American physicist (1925–2016)

Martin Moses Block (November 29, 1925 – July 22, 2016) was an American physicist, known as a co-discoverer with Aihud Pevsner of the eta meson in 1961.

==Biography==
Block was born in Newark, New Jersey. He graduated from Columbia University in 1947 with B.S., in 1948 with M.A., and in 1952 with Ph.D. supervised by William W. Havens Jr. At Columbia, Block helped to design the magnets for the Nevis cyclotron. In 1949 he married Beate Sondheim. He joined the faculty of Duke University in 1951. He attended the University of Rochester's 6th Annual Conference on High Energy Nuclear Physics, where he contributed a paper and roomed with Richard Feynman. Block suggested to Feynman that parity is not conserved in weak interactions, and Feynman raised the question with the other experts. At Duke University, Block led the team that developed the world's first liquid-helium bubble chamber, which was used for study of several newly discovered particles. In 1961 he left Duke University for Northwestern University, where he remained on the faculty until he retired as professor emeritus in 1996. At Northwestern University, he did research on large spectrometer counter and spark chamber systems. In the early 1960s he did research at Giampietro Puppi's lab. At CERN in 1964–1965, as a Ford Foundation Fellow, a NATO Fellow, and a UNESCO Fellow, Block was part of a team that was the first to use a heavy liquid chamber to measure neutrino interactions. His experimental team was the first to measure the relative parity of two strange particles, demonstrating that the - parity is odd. In 1972–1973 he was a NATO Fellow in Giuseppe Cocconi's lab at CERN.

He codiscovered the eta meson, and he probed particles at ever-higher energies by using heavy-liquid bubble chambers and, eventually, modern counter detectors. His work took him to accelerators all over the world, with extended stints at Fermilab, CERN, and Lawrence Berkeley, Brookhaven, and Argonne National Laboratories. Block’s lifelong passion for the mountains, especially for downhill skiing and fly-fishing, eventually took him to Aspen, where he joined the Aspen Center for Physics in its nascent years. He purchased a family home there in 1964, and he spent many vacations in Aspen until he left Northwestern to spend full time in Colorado.

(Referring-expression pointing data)
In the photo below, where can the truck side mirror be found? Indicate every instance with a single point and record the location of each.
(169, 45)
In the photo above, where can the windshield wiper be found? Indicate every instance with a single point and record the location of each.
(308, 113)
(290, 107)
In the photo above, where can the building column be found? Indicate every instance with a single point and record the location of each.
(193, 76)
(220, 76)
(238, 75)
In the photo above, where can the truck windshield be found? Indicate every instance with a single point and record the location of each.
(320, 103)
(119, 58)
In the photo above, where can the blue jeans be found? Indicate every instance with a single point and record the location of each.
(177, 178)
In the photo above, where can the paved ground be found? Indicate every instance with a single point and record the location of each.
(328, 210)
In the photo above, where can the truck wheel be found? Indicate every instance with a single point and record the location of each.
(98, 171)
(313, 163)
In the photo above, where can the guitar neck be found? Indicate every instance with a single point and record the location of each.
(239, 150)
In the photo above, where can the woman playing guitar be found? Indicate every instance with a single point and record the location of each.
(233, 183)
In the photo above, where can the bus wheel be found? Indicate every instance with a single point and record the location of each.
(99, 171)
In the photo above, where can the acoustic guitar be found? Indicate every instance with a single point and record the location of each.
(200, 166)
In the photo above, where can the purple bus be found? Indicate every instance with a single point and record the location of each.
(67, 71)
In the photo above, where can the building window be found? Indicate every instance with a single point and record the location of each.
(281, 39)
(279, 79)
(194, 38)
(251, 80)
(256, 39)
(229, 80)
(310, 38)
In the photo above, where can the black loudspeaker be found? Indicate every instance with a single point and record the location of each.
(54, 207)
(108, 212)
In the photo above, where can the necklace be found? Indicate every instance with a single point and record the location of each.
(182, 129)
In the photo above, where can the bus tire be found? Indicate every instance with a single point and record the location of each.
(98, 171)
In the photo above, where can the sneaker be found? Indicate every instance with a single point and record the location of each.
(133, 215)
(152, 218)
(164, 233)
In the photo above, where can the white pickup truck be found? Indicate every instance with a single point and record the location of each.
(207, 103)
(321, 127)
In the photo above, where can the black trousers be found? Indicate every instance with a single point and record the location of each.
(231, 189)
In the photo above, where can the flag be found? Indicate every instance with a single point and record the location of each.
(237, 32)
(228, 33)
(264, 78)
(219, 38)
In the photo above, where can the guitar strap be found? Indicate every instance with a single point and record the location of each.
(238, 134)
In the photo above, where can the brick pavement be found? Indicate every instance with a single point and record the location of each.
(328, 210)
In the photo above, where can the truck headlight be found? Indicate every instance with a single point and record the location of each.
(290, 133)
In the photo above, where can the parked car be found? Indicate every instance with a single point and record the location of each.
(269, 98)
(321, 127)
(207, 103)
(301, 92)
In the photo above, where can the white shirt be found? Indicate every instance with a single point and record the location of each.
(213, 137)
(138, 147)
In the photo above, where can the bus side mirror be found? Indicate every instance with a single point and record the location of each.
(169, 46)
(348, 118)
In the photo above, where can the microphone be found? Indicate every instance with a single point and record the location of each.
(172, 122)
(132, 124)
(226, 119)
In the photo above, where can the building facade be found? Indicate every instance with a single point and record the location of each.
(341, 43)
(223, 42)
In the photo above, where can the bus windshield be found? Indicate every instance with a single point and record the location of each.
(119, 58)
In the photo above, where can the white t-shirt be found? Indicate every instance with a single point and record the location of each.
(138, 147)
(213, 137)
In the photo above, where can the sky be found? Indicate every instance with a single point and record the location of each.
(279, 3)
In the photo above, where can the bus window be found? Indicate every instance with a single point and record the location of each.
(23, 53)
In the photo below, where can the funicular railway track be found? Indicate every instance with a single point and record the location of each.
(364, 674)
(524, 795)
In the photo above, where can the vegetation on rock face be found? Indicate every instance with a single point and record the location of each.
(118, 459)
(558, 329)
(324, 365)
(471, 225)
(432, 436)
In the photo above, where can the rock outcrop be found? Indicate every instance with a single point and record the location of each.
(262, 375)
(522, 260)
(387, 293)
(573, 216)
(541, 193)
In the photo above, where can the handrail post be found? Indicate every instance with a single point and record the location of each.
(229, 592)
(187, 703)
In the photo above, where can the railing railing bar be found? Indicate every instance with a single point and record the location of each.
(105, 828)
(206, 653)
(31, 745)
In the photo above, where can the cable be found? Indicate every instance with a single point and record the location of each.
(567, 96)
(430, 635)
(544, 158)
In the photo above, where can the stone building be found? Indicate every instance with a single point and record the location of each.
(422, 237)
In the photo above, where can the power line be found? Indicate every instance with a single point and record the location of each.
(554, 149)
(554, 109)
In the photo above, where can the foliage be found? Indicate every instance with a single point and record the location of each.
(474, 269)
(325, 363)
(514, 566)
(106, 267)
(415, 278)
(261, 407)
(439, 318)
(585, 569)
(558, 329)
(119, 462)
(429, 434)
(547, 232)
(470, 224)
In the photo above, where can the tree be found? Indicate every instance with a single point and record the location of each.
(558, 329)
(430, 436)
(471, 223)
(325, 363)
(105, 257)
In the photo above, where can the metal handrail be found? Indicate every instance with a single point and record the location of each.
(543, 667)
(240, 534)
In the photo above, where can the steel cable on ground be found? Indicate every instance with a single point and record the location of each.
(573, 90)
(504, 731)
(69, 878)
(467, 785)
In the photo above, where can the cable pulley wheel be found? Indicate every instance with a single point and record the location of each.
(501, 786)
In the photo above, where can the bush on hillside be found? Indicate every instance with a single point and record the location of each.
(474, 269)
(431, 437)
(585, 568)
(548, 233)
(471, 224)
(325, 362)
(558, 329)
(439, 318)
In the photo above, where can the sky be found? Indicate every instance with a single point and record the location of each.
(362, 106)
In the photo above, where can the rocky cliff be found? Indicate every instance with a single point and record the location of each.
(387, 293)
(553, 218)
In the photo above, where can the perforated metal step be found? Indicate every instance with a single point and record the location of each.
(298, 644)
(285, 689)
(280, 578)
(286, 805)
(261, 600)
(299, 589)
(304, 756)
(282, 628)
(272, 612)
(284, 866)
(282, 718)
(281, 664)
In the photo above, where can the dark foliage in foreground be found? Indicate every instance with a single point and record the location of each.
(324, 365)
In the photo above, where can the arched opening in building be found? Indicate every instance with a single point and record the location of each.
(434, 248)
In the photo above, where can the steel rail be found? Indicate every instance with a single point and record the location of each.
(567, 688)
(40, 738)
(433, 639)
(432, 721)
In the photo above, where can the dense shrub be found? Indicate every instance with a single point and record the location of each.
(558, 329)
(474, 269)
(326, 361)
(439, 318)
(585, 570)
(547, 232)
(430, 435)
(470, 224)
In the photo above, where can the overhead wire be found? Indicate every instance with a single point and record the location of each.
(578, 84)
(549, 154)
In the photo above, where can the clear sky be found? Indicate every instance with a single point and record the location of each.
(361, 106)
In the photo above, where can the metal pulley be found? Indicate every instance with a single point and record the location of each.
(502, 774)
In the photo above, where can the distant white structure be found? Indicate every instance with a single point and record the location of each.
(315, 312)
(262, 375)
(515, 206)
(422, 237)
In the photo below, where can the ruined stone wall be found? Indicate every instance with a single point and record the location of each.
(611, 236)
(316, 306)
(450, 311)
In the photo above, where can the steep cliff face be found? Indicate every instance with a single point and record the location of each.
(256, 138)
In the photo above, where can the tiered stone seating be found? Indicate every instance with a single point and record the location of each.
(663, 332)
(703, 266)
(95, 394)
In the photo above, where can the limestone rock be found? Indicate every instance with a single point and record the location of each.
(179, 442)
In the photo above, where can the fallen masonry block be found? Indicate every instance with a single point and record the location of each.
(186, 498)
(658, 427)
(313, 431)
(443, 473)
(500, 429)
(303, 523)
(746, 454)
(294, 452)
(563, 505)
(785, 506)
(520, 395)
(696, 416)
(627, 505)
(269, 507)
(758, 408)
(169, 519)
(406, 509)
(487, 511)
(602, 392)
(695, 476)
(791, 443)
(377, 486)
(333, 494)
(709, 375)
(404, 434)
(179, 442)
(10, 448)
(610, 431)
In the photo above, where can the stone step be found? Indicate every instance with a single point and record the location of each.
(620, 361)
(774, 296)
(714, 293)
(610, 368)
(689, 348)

▶ Exercises to complete:
(1) According to the passage on Martin Moses Block, which university's faculty did he join in 1951?
(2) Please continue the passage on Martin Moses Block from its last sentence.

▶ Answers in order:
(1) Duke University.

(2)
After 1964, during summers and winters, Martin and Beate Block were in Aspen, in Geneva, Switzerland where Martin worked at the CERN particle accelerator, or in Evanston, Illinois where he taught and did research. In 1985, Martin Block started the first Aspen Winter Physics Conference with Beate Block in charge of logistical planning, lodging, events and entertainment. As the conferences grew larger, she left all of the planning to professional staff.

After moving to Aspen with his wife, Block did research in theoretical and computational physics.

A central focus of his later work was on the forward-scattering amplitudes of hadron collisions, particularly at the highest energies available at the most powerful modern accelerators as well as from cosmic rays. He sought to understand scattering structure and, specifically, why the proton–proton interaction cross section grows with the square of the logarithm of the energy.

Block died on July 22, 2016, in Los Angeles, California. Upon his death he was survived by his widow, a son Steven Block, a daughter, and two grandchildren.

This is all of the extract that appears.